Görev Talimatları:
1) Yıllık izin konulu metne göre, Yıllık Ücretli İzin Yönetmeliği'nin 10'uncu maddesi işverenin toplu izin uygulayabileceği süreyi hangi aylar arasında belirler?
2) Yıllık izin konulu metni son cümlesinden sonra devam ettirin.

Alıntı Metin:
══════════════════════════════

Kurumda istihdam edilen kadrolu işçilerin birçoğunun yıllık izinlerinin düzenli olarak kullandırılmadığı görülmüştür.

Türkiye Cumhuriyeti Anayasası’nın 50’nci maddesinde, dinlenmenin çalışanların bir hakkı olduğu ve bu hakların kullanımının kanunla düzenleneceği hüküm altına alınmıştır.

4857 sayılı İş Kanunu’nun 53’üncü maddesinde işçilere yıllık izin verileceği ve yıllık ücretli izin hakkından vazgeçilemeyeceği, 56’ncı maddesinde; yıllık ücretli iznin işveren tarafından bölünemeyeceği, bu iznin 53’üncü maddede gösterilen süreler içinde işveren tarafından sürekli bir şekilde verilmesinin zorunlu olduğ, 59’uncu maddesinde ise; iş sözleşmesinin, herhangi bir nedenle sona ermesi halinde işçinin hak kazanıp da kullanmadığı yıllık izin sürelerine ait ücretinin, sözleşmenin sona erdiği tarihteki ücreti üzerinden kendisine veya hak sahiplerine ödeneceği hüküm altına alınmıştır.

Aynı Kanun’un 60’ıncı maddesine dayanılarak çıkartılan Yıllık Ücretli İzin Yönetmeliği’nin “İzin Kullanma Dönemleri” başlıklı 5’inci maddesinde; işveren veya işveren vekillerinin, bu Yönetmelik’in 15’inci maddesinde belirtilen izin kurulu veya 18’inci maddesine dayanılarak bunun yerine geçenlere danışmak suretiyle işyerinde yürütülen işlerin nitelik ve özelliklerine göre, yıllık ücretli izinlerin, her yılın belli bir döneminde veya dönemlerinde verilmesini tayin edebileceği ve bunu işyerinde ilan edeceği belirtilmiştir.

Aynı Yönetmelik’in 10’uncu maddesinde ise; işveren veya işveren vekilinin, Nisan ayı başı ile Ekim ayı sonu arasındaki süre içinde, işçilerin tümünü veya bir kısmını kapsayan toplu izin uygulayabileceği ifade edilmiştir.

══════════════════════════════

Sağlanan Veriler:
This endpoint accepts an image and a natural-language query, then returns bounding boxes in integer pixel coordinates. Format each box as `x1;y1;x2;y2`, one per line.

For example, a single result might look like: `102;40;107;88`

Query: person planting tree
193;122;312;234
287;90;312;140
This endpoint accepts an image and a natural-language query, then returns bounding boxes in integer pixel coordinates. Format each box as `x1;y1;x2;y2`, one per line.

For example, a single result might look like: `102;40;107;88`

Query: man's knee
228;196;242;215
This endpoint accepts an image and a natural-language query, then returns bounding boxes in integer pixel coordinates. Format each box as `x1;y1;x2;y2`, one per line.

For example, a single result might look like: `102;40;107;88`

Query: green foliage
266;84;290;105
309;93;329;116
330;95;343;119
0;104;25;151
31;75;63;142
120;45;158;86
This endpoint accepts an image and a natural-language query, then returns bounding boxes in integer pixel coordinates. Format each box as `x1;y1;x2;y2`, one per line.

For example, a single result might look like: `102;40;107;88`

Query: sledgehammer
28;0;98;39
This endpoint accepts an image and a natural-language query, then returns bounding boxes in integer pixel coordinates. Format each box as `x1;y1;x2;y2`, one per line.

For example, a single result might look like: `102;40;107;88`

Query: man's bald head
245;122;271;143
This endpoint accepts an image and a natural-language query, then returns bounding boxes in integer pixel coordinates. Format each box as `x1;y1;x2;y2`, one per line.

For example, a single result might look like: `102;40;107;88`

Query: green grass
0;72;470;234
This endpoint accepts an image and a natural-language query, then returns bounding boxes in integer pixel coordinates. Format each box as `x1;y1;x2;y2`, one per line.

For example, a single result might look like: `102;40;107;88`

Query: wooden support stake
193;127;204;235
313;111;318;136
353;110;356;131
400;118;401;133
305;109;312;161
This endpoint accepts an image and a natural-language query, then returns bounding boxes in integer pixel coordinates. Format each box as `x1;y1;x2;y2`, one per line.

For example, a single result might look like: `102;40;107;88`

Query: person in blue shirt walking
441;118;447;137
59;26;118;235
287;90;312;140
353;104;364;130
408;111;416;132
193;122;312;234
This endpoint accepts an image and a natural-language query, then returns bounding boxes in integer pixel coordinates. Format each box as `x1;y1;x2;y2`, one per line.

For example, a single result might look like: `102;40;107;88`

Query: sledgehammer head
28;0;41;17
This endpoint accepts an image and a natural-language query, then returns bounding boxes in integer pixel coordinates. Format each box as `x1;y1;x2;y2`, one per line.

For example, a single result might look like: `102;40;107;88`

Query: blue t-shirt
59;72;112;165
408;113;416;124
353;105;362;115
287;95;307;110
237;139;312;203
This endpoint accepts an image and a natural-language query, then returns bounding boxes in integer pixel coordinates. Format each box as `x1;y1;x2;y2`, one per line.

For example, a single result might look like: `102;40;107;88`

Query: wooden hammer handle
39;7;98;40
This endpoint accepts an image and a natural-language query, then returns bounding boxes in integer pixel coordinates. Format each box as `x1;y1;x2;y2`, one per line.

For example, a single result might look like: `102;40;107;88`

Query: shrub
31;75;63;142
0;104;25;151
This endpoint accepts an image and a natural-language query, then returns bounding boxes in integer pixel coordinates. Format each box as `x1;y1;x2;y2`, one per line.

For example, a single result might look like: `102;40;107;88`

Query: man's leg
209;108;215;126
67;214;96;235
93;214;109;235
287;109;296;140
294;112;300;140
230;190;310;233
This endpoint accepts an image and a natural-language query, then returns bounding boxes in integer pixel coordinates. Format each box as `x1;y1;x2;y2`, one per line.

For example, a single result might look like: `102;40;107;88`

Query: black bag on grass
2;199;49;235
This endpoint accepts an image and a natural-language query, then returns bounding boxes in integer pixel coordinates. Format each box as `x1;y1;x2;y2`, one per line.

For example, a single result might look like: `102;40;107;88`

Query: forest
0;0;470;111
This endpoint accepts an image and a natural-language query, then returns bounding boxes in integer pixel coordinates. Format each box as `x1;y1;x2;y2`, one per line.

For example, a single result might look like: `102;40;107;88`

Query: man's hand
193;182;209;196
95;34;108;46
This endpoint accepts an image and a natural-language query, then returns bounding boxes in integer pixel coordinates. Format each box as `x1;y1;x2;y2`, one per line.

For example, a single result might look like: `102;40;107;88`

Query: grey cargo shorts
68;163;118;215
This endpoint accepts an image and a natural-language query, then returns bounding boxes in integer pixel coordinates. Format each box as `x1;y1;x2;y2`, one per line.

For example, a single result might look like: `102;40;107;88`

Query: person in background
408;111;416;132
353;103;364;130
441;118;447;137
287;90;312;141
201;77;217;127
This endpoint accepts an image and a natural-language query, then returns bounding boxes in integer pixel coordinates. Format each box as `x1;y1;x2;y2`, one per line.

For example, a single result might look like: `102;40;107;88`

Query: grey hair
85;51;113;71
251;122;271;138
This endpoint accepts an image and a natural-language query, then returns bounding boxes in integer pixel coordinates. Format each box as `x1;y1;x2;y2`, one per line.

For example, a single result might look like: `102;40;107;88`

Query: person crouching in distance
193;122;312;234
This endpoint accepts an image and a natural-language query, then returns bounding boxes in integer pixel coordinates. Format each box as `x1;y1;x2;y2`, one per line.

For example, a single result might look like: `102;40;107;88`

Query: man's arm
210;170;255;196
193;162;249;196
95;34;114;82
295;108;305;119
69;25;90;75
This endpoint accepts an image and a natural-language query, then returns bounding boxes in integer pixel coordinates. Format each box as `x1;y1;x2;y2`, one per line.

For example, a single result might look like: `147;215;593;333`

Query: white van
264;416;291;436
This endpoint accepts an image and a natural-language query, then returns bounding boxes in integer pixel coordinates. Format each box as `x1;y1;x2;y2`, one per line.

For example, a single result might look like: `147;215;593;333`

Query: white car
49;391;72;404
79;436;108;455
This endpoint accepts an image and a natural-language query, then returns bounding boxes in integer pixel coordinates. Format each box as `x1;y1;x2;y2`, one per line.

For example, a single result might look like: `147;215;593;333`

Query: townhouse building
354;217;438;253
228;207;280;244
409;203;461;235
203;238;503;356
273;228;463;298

══════════════════════════════

Çözülmüş Sorular:
1) Nisan ayı başı ile Ekim ayı sonu arasındaki süre içinde.

2)
Kurum İnsan Kaynakları ve Eğitim Dairesi Başkanlığından alınan kadrolu işçilerin izin durumuna ilişkin verilerde; toplam 224 işçinin 31.12.2020 tarihi itibariyle kullanılmayan yıllık izin gün sayıları;

100 günden fazla yıllık izin hakkı olan işçi sayısı: 31,


50 ile 100 gün arasında yıllık izin hakkı olan işçi sayısı: 82, 50 günün altında yıllık izin hakkı olan işçi sayısı: 111

olduğu görülmektedir. Bu işçilerin emekli olması durumunda kullandırılmayan yıllık ücretli izin hakları kendilerine izin ücreti olarak ödenecektir.

Kurum bünyesinde istihdam olunan işçilerin izinlerinin yukarıdaki hükümlere istinaden belli bir dönem veya dönemler belirlenerek kullandırılmaması, izinlerin birikmesine yol açmaktadır.

Ayrıca İş Kanunu’nun 59’uncu maddesinde yer alan iş sözleşmesinin herhangi bir nedenle sona ermesi halinde işçilerin hak kazanıp da kullanmadığı izinlerinin sözleşmenin sona erdiği tarihteki ücreti üzerinden yıllık izin ücreti olarak kendisine veya hak sahiplerine ödenmesine ilişkin hüküm, mali bir hak olarak görülerek yıllık iznin kullanılmamasına ilişkin bir esneklik olarak görülmemelidir. Bu hükmün, izin kullanılamadan iş akdinin feshedilmiş olması gibi zaruri durumlarda işçilerin mağduriyetinin önlenmesi olarak anlaşılması gerekmektedir.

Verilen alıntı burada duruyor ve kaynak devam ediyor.